[WHAT IS REQUIRED] Could you quote the data word for word, starting with the line that contains "Return one point per instance of the wildebeest eye, each" and going on through the line that contains "Target: black tail", with both of those lines included and nothing else?

[DATA ROWS]
____

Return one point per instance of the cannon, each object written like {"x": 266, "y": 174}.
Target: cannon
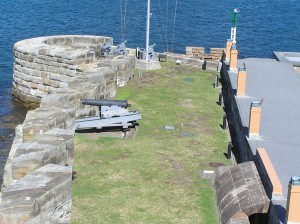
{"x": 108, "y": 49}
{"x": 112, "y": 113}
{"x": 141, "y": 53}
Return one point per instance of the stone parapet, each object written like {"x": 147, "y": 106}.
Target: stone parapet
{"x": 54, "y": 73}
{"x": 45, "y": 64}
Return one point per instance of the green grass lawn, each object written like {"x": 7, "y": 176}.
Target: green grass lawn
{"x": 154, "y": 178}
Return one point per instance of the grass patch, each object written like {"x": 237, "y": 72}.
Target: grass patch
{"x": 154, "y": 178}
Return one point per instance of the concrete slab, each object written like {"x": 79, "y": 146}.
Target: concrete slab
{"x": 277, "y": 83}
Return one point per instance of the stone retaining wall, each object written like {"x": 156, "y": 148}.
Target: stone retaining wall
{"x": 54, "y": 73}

____

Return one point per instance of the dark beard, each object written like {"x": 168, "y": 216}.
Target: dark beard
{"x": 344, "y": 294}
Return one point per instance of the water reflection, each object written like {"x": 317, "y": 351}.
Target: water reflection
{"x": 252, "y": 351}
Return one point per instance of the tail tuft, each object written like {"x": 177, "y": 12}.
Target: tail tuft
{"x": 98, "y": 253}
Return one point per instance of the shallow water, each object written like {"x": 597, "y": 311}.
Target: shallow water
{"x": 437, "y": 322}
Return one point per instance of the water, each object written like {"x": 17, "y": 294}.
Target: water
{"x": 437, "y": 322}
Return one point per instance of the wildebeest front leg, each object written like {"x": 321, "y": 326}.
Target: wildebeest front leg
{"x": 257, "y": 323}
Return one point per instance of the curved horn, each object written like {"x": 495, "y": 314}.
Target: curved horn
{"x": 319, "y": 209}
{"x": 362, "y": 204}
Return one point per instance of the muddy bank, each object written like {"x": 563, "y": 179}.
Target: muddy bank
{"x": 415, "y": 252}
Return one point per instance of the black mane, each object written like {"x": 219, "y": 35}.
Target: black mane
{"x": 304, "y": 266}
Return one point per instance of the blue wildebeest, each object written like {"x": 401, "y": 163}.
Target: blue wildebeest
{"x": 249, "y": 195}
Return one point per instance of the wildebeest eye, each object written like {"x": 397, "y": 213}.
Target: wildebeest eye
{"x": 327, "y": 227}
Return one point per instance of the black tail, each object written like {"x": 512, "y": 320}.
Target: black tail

____

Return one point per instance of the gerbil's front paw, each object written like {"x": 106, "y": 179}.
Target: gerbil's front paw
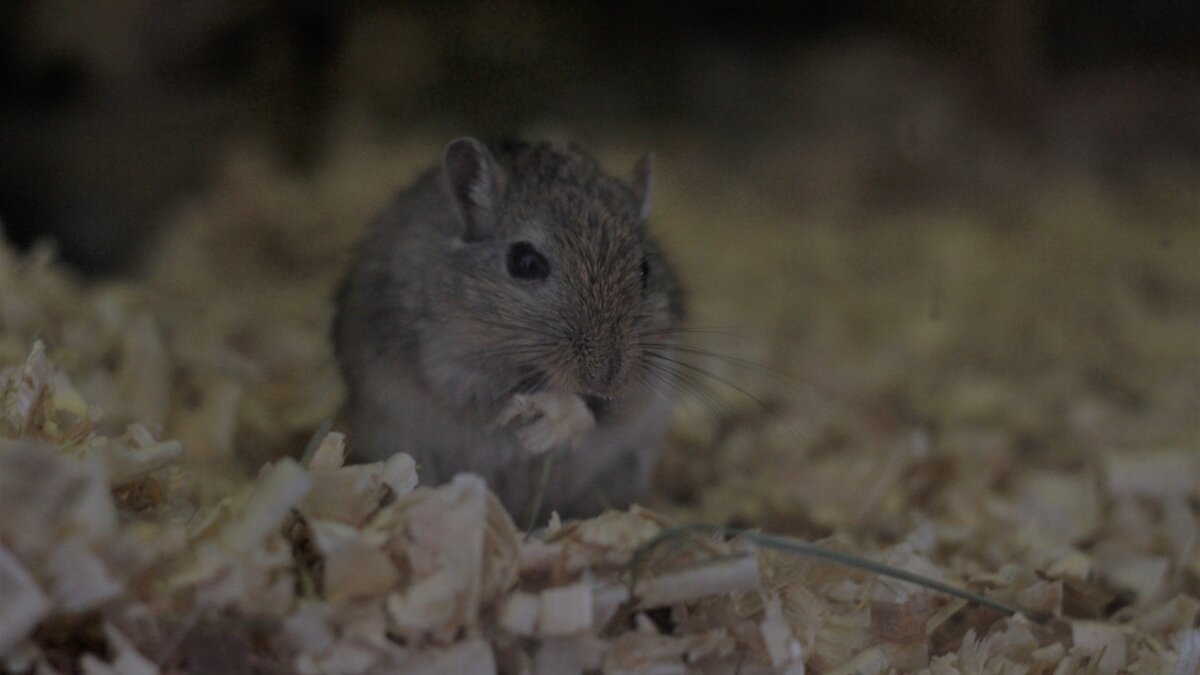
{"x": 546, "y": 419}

____

[ANSWER TO THIS TASK]
Return one point per instance of the wildebeest eye, each object written like {"x": 397, "y": 213}.
Target: wildebeest eye
{"x": 327, "y": 227}
Return one point per instance of the black tail, each object written like {"x": 512, "y": 320}.
Target: black tail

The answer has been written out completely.